EXERCISE INPUT Block Start

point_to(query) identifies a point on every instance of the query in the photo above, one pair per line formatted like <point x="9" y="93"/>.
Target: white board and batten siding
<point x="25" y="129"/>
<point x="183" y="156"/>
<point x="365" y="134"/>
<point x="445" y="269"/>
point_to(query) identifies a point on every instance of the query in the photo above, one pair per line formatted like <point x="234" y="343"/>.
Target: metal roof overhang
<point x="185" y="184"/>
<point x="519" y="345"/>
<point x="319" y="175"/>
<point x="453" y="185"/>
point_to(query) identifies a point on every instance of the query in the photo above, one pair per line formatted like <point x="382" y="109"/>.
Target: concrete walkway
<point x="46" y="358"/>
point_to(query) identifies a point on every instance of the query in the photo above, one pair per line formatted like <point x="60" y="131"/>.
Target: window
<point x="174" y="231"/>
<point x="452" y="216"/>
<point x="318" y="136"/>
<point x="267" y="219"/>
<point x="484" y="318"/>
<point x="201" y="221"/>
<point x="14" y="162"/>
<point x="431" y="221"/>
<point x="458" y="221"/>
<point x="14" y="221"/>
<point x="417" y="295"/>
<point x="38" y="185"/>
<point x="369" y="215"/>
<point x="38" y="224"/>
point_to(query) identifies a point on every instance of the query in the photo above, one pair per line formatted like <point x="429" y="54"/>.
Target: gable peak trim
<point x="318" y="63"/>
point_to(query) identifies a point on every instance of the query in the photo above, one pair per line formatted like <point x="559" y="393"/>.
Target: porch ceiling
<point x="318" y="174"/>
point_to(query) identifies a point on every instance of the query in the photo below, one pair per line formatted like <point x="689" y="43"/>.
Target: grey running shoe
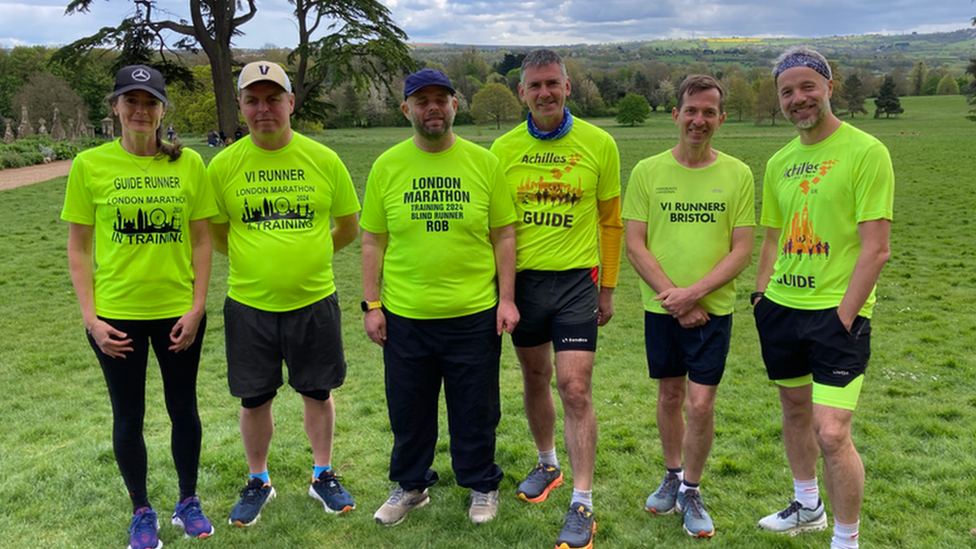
<point x="796" y="519"/>
<point x="484" y="506"/>
<point x="536" y="486"/>
<point x="399" y="504"/>
<point x="662" y="501"/>
<point x="577" y="532"/>
<point x="697" y="522"/>
<point x="254" y="497"/>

EXERCISE INPUT Block End

TASK INSTRUCTIONS: Each line in the records above should be reproduced exactly; images are not copied.

WRITTEN SOLUTION:
point_to(query) identifies a point on every instance of the query in the photo above, one pair per line formatted like <point x="9" y="93"/>.
Target: white board and batten siding
<point x="25" y="129"/>
<point x="183" y="156"/>
<point x="365" y="134"/>
<point x="445" y="269"/>
point_to(query) identifies a point on every instance of the query in the photo above, one pair per line formatted like <point x="234" y="343"/>.
Target: metal roof overhang
<point x="185" y="184"/>
<point x="519" y="345"/>
<point x="319" y="175"/>
<point x="453" y="185"/>
point_to(query) identifies a point on every instance of the query in the photo above, one pair per line formatted like <point x="382" y="109"/>.
Target: concrete walkway
<point x="46" y="358"/>
point_to(query) identifies a point on every instance of the query in the photo above, one pair per line formatted like <point x="60" y="131"/>.
Target: window
<point x="174" y="231"/>
<point x="452" y="216"/>
<point x="318" y="136"/>
<point x="267" y="219"/>
<point x="484" y="318"/>
<point x="201" y="221"/>
<point x="14" y="162"/>
<point x="431" y="221"/>
<point x="458" y="221"/>
<point x="14" y="221"/>
<point x="417" y="295"/>
<point x="38" y="185"/>
<point x="369" y="215"/>
<point x="38" y="224"/>
point_to(query) identifies a point on every instance of the query in the photo above, one pair per line formatted like <point x="429" y="54"/>.
Target: gable peak trim
<point x="318" y="63"/>
point_to(query) identifies a point on every instance of the query in the photo above, one pair per line formatted like <point x="559" y="393"/>.
Target: porch ceiling
<point x="318" y="174"/>
point_to(query) identifies a point on every instance of the query in the photo below, one pair per line formatted like <point x="689" y="43"/>.
Target: grey running shoe
<point x="796" y="519"/>
<point x="484" y="506"/>
<point x="536" y="486"/>
<point x="399" y="504"/>
<point x="662" y="501"/>
<point x="577" y="532"/>
<point x="697" y="522"/>
<point x="254" y="497"/>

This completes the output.